■ Reading passage ■
## start

As described above, the winding unit 6 winds yarn Y around the winding bobbin WB to form a package P. For splicing operation in the splicing device 19, yarn Y on the winding device 12 side is caught by the first catching-and-guiding device 22, and yarn Y on the yarn feeder 11 side is caught by the second catching-and-guiding device 23. The yarns Y caught by the first catching-and-guiding device 22 and the second catching-and-guiding device 23 are guided to the splicing device 19. At this time, the yarns Y are positioned at a slit of the yarn monitoring device 20. The splicing device 19 splices the yarns Y thus introduced. Herein, the configuration of guiding the yarn Y to the splicing device 19 is not limited to this.
The following describes the management device 3 in detail. As depicted in FIG. 4, the management device 3 includes an input section 30, a communication section (transmission section) 32, an acquisition section 34, a calculation section 36, and a setting section 38.
The input section 30 receives input of a production plan of packages P. The input section 30 is a keyboard or a touch panel display, for example. The production plan contains the production quantity of a lot (the total weight of packages P or the number of the packages P), a production schedule (that can include a production period, or at least one of a production start date and a production completion data), winding speeds (a reference value, an upper limit, and a lower limit) of yarn Y, and the number of textile machines 5 to be used (that may be the number of winding units 6) . When the input section 30 is the above-described keyboard, for example, the operator inputs the production plan in an input screen displayed on a display unit (e.g., a display or a touch panel display) of the management device 3. The production plan input in the input section 30 is stored as production plan information on the production plan in a storage section (not depicted). The input section 30 may be configured to receive input of the production plan via a recording medium (e.g., a flash memory or an HDD) or a network, for example.
The communication section 32 communicates with the textile machines 5. The communication section 32 communicates with the communication section 7c of each textile machine 5 via wireless or wired communication. The communication section 32 receives the production state information, which is transmitted from the machine control device 7 of each textile machine 5, including information indicating the production quantity of packages P and information indicating the current production efficiency of the packages P. The communication section 32 causes the storage section to store therein the received production state information. The communication section 32 transmits the production quantity information and/or the speed information output from the setting section 38 to the textile machine 5.

## end

■ Available data ■
## start

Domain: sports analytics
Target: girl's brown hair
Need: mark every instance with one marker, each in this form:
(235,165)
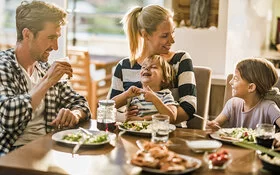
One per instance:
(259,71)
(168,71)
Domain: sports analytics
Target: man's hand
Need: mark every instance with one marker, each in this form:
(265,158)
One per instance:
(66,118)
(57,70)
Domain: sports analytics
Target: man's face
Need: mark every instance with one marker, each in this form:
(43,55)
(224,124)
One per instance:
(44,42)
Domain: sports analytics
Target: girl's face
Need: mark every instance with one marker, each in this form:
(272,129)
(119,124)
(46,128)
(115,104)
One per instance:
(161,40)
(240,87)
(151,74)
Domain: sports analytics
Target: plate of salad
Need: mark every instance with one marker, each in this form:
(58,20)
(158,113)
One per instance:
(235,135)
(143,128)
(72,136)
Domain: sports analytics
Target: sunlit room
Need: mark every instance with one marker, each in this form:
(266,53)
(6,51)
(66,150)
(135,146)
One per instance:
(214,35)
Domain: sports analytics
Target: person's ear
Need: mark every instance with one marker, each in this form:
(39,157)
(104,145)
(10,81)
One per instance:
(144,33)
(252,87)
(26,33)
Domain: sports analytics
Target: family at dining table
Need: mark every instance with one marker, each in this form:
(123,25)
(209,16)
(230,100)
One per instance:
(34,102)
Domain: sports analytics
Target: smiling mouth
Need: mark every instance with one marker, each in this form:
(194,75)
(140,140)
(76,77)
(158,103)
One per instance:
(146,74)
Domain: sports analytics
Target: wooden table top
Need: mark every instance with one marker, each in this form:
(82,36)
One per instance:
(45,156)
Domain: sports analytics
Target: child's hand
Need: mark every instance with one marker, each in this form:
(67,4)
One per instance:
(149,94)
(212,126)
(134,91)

## end

■ Directions ■
- a) Copy the part of the textile winding passage between "The communication section 32 communicates with the textile" and "textile machine 5.", inclusive.
- b) How many lines in the rows contain the string "Target", with case counting? Give only the number.

■ Exercise results ■
- a)
The communication section 32 communicates with the textile machines 5. The communication section 32 communicates with the communication section 7c of each textile machine 5 via wireless or wired communication. The communication section 32 receives the production state information, which is transmitted from the machine control device 7 of each textile machine 5, including information indicating the production quantity of packages P and information indicating the current production efficiency of the packages P. The communication section 32 causes the storage section to store therein the received production state information. The communication section 32 transmits the production quantity information and/or the speed information output from the setting section 38 to the textile machine 5.

- b) 11